It was more about my capacity to fail to give her something. But not because I might fail to find a bike she would enjoy. No matter what I give her, no gift can bridge the distance between who she is and how the world will meet her.
Nothing can.
The language of gift-giving in our culture fails to grasp this entirely. It misconstrues the gap, even erases it. A gift is supposed to fulfill a want and eliminate the lack it implies.
Yet it is precisely when a gift is given and received with the recognition that it cannot fill this void that the gift most truly expresses the meaning of giving.
Of course, as a parent, much of me wants her to have what she wants. I want to make her happy. But I would never want her to be defined by what she has. Because then her possessions would possess her. Through all the gifts, all the accumulation and possession, I want her never to lose the thread that leads back to who she truly is.
I want the things that gather around her life never to define her, unless they express their inability to do so.
What I was anxious about was my own capacity to fail in expressing this gap to my daughter. To fail to begin showing her now, and to remember to continue showing her over the years, that I see this gap, that I know she inhabits it, and that she can learn to stand in a poetic distance between herself and the things she wants and owns. To use them to give voice, visibility, and form to that gap.
For her third birthday, and for every birthday to come, I want her to have more than I did as a child.
But not because I give her everything she wants. I want to give her what I can, while learning how to show her what I can never give her. And in this, help her know something I did not know as a child.
How to hold that distance between herself and the rest of the world as a way to give voice to who she really is.

(Annotation data based on points)
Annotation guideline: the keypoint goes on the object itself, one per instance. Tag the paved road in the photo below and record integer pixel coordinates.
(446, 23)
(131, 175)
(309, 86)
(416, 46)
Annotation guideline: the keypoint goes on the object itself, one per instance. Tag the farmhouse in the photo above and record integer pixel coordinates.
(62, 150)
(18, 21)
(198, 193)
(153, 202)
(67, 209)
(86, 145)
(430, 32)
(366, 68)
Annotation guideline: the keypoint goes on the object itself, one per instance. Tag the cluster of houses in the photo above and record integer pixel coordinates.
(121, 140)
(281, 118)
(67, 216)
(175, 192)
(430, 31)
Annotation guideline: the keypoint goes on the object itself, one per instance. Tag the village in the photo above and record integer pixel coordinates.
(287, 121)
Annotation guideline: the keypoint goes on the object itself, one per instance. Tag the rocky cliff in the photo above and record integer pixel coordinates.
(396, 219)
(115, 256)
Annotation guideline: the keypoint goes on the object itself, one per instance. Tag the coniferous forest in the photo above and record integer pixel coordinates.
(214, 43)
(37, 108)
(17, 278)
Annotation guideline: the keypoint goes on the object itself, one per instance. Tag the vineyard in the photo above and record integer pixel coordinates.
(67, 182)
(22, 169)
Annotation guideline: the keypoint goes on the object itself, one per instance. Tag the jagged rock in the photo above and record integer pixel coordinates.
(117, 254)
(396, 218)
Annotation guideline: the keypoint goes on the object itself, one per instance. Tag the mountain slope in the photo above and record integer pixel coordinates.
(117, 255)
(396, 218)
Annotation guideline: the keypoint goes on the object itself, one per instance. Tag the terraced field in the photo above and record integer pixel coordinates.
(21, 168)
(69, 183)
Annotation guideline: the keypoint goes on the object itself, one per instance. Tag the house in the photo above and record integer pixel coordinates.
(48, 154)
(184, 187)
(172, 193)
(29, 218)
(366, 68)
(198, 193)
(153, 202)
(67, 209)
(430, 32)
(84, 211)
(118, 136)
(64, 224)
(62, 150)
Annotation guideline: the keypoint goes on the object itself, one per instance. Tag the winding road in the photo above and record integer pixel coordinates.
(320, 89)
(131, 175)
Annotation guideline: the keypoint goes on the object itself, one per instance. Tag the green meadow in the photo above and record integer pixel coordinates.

**Set exercise**
Please copy the passage about gift-giving word for word, starting at the words that include "It was more" and stopping after "lack it implies.".

**Result of this exercise**
It was more about my capacity to fail to give her something. But not because I might fail to find a bike she would enjoy. No matter what I give her, no gift can bridge the distance between who she is and how the world will meet her.
Nothing can.
The language of gift-giving in our culture fails to grasp this entirely. It misconstrues the gap, even erases it. A gift is supposed to fulfill a want and eliminate the lack it implies.